═══ Recorded data

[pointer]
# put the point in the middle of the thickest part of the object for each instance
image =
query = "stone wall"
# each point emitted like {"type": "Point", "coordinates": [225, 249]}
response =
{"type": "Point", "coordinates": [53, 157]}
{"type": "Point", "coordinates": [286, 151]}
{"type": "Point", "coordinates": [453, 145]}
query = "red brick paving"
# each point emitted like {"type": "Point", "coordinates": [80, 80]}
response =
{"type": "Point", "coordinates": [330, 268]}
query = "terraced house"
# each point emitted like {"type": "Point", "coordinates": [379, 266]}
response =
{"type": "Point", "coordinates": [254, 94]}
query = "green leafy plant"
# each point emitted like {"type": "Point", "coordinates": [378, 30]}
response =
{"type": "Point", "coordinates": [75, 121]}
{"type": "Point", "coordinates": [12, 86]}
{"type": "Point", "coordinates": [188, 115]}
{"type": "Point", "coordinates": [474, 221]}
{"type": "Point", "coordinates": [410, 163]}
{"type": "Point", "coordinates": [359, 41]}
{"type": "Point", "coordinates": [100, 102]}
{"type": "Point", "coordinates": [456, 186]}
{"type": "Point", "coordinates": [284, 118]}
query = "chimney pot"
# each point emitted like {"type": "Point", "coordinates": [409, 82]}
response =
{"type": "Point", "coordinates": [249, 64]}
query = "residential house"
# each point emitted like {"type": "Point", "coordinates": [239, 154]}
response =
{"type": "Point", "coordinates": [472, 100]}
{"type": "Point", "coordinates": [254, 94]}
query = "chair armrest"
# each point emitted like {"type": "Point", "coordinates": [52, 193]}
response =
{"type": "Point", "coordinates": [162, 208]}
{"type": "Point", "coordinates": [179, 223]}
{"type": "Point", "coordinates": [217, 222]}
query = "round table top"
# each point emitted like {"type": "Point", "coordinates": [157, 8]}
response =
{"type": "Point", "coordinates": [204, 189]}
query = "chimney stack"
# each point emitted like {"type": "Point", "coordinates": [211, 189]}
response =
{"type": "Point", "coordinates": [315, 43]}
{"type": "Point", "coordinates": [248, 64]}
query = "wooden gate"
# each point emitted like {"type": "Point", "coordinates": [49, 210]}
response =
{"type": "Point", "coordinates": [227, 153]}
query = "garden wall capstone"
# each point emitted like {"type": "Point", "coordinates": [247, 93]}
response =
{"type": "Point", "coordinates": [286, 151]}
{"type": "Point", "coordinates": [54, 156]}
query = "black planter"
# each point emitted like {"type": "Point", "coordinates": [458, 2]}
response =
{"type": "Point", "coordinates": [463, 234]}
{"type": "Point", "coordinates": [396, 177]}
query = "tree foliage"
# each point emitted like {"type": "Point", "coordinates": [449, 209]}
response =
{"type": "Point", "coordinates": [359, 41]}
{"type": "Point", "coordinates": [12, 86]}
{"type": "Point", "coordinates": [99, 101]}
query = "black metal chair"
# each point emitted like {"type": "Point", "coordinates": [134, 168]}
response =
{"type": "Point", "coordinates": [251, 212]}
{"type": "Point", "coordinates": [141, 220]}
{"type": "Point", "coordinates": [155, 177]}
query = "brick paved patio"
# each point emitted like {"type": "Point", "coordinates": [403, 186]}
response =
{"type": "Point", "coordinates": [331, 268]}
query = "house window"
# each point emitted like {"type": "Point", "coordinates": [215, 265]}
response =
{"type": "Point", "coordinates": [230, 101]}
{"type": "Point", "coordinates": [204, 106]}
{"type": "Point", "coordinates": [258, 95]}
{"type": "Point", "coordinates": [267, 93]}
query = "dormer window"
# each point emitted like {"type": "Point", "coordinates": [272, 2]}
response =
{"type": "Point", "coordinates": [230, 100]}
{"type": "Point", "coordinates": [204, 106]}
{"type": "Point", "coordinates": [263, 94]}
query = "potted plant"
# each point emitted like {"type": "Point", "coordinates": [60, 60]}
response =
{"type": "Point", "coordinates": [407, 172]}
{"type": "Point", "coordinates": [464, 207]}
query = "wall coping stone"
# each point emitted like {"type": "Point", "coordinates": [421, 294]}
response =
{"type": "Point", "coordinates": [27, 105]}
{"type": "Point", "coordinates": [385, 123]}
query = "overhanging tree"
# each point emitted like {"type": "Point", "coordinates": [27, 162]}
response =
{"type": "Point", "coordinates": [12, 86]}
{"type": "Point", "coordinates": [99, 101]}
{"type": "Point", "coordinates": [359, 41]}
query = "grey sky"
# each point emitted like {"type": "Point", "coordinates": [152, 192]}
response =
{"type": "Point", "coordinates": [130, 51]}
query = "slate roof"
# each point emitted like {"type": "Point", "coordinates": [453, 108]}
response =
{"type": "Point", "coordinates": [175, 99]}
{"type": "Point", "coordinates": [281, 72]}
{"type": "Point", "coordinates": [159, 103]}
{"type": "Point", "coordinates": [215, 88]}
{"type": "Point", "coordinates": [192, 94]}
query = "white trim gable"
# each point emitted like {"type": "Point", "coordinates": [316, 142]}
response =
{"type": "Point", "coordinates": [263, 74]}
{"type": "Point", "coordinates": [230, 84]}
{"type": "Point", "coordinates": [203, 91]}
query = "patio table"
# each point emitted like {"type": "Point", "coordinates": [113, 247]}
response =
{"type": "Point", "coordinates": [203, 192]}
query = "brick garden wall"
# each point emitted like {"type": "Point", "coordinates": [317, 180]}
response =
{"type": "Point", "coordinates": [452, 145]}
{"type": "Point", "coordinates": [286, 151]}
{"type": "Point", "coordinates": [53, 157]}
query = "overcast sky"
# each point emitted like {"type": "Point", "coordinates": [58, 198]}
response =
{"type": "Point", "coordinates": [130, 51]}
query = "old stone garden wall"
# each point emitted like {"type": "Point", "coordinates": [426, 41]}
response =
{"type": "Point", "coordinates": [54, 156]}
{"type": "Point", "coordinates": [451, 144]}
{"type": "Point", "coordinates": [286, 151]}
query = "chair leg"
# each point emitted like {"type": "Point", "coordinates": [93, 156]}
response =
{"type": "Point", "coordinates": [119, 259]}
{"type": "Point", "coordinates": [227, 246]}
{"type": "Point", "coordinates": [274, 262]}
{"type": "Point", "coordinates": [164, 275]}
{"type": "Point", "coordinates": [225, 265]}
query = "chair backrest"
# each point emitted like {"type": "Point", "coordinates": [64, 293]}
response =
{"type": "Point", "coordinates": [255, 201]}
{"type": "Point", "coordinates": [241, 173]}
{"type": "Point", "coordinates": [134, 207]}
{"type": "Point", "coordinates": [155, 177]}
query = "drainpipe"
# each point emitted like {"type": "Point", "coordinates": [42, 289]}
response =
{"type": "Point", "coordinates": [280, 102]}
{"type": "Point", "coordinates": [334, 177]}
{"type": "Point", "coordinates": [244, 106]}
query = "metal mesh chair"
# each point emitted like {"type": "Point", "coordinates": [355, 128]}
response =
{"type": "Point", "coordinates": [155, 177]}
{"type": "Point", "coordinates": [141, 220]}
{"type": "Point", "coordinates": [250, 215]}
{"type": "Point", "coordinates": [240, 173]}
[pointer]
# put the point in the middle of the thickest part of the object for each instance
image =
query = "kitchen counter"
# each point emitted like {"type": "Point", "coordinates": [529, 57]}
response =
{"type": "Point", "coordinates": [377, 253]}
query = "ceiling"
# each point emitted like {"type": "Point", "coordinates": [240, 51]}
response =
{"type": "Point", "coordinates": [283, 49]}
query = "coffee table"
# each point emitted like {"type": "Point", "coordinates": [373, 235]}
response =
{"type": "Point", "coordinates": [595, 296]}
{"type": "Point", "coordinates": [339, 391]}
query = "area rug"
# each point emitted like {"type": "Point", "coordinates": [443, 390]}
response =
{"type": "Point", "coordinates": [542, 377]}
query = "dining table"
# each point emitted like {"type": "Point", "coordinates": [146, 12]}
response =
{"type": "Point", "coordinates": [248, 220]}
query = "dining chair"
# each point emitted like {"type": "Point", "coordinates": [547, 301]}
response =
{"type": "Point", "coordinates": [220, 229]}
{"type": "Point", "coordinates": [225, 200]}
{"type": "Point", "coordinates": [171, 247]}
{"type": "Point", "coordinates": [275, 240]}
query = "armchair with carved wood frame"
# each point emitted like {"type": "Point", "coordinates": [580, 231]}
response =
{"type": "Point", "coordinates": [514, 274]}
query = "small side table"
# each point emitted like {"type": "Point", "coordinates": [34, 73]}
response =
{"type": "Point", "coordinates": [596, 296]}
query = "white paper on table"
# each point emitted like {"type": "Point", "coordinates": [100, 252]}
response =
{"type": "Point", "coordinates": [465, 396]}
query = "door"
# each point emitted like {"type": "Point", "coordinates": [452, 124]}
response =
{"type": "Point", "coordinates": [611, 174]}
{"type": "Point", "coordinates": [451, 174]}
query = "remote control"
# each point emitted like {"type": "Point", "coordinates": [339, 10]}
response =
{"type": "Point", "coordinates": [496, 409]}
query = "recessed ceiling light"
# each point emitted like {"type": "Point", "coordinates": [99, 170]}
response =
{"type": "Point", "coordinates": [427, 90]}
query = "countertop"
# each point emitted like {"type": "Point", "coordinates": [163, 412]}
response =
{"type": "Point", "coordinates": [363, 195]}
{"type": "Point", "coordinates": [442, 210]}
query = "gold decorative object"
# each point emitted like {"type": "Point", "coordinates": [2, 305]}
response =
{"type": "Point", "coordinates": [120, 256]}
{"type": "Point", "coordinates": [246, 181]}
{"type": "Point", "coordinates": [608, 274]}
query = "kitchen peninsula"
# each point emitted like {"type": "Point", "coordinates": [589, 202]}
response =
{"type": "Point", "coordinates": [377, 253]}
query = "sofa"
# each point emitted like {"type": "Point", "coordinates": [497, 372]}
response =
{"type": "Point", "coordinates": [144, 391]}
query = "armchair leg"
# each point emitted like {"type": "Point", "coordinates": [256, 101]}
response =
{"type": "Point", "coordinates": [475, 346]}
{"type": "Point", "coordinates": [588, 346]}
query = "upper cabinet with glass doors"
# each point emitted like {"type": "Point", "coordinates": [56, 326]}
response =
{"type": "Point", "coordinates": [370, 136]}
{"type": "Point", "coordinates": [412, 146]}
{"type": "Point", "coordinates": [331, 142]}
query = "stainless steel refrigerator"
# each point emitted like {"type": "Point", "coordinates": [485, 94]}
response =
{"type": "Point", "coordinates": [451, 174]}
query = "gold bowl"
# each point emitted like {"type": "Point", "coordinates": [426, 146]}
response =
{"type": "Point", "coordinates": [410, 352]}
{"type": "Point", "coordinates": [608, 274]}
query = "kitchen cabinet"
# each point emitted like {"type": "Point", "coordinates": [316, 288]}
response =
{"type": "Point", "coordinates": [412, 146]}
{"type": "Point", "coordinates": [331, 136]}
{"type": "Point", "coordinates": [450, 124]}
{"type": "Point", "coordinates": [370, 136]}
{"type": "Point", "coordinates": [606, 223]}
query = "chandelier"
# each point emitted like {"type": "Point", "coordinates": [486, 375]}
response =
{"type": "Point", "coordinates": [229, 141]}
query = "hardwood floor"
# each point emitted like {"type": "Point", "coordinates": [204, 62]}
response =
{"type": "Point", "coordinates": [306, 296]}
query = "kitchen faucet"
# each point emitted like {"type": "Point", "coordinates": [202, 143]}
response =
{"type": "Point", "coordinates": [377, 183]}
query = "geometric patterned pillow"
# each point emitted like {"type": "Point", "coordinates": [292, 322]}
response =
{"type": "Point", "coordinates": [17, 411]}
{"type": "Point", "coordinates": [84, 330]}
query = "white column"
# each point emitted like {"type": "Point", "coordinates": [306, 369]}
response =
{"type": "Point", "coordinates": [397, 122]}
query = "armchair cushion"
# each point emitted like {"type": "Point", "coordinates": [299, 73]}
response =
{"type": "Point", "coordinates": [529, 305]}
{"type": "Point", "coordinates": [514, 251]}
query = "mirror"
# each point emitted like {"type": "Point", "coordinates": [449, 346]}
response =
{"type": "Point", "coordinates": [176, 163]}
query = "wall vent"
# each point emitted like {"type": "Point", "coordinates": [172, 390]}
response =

══════

Task directions: Count the lines in the entries above that contain the string "metal". Reply with the number alone.

Response for this exercise: 2